ENTRIES SHOWN:
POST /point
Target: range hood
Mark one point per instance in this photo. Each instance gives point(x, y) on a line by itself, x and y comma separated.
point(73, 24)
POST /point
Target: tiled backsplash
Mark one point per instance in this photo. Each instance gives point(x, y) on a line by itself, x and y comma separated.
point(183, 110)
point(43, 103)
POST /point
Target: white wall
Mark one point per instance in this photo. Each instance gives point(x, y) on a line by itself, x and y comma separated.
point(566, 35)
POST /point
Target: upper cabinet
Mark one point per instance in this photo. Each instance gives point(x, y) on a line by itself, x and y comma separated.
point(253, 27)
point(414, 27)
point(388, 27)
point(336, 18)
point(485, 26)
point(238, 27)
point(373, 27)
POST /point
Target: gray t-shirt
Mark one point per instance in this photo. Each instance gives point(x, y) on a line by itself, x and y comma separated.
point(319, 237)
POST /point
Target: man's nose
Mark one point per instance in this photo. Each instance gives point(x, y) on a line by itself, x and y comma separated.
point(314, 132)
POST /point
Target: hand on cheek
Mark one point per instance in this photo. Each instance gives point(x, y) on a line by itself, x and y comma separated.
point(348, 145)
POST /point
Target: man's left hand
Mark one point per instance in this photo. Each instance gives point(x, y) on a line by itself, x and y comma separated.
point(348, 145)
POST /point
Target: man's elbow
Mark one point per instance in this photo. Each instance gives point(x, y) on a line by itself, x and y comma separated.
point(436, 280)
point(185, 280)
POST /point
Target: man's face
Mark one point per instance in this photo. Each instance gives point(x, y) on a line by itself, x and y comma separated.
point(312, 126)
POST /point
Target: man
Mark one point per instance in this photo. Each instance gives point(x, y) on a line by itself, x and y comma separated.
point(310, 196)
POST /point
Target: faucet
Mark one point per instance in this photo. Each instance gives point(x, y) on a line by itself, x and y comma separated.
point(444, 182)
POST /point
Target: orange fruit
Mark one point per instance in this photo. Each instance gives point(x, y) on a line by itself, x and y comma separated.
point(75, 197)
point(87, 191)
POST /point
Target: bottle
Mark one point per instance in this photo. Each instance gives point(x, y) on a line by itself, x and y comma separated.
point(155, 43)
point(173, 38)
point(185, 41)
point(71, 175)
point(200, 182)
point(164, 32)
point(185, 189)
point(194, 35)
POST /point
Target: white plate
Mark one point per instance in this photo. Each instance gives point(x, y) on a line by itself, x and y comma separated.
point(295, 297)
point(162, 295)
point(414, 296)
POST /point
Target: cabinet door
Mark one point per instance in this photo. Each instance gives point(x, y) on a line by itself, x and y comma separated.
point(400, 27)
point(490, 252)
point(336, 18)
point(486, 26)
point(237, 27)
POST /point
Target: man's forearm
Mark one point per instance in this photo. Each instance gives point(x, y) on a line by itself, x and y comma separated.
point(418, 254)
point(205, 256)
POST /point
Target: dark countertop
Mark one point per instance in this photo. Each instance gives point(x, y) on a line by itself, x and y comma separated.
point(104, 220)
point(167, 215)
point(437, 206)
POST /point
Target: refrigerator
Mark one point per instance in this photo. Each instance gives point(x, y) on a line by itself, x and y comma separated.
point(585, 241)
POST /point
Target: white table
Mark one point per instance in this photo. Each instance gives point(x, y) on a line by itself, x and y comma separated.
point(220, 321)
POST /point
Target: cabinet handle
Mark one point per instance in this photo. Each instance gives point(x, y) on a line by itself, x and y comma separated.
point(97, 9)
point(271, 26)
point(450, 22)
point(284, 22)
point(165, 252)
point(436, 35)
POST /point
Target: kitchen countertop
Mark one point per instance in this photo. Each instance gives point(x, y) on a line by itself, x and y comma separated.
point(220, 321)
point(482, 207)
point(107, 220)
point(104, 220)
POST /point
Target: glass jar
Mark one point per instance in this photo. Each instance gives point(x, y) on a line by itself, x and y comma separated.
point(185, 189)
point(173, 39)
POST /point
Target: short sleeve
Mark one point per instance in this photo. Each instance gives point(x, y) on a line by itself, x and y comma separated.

ACTION ITEM: After locating the line that contains "Target: white wall", please copy exactly every line from the start of the records through it, and nothing else.

EXPECTED OUTPUT:
POST /point
Target: range hood
Mark one point per instance in this photo. Each instance gives point(x, y) on a line by itself, x and y comma separated.
point(73, 24)
POST /point
Target: tiled backsplash
Mark one point per instance in this photo. Each instance gives point(x, y) on a line by itself, x and y comma separated.
point(183, 110)
point(43, 103)
POST /point
Target: white wall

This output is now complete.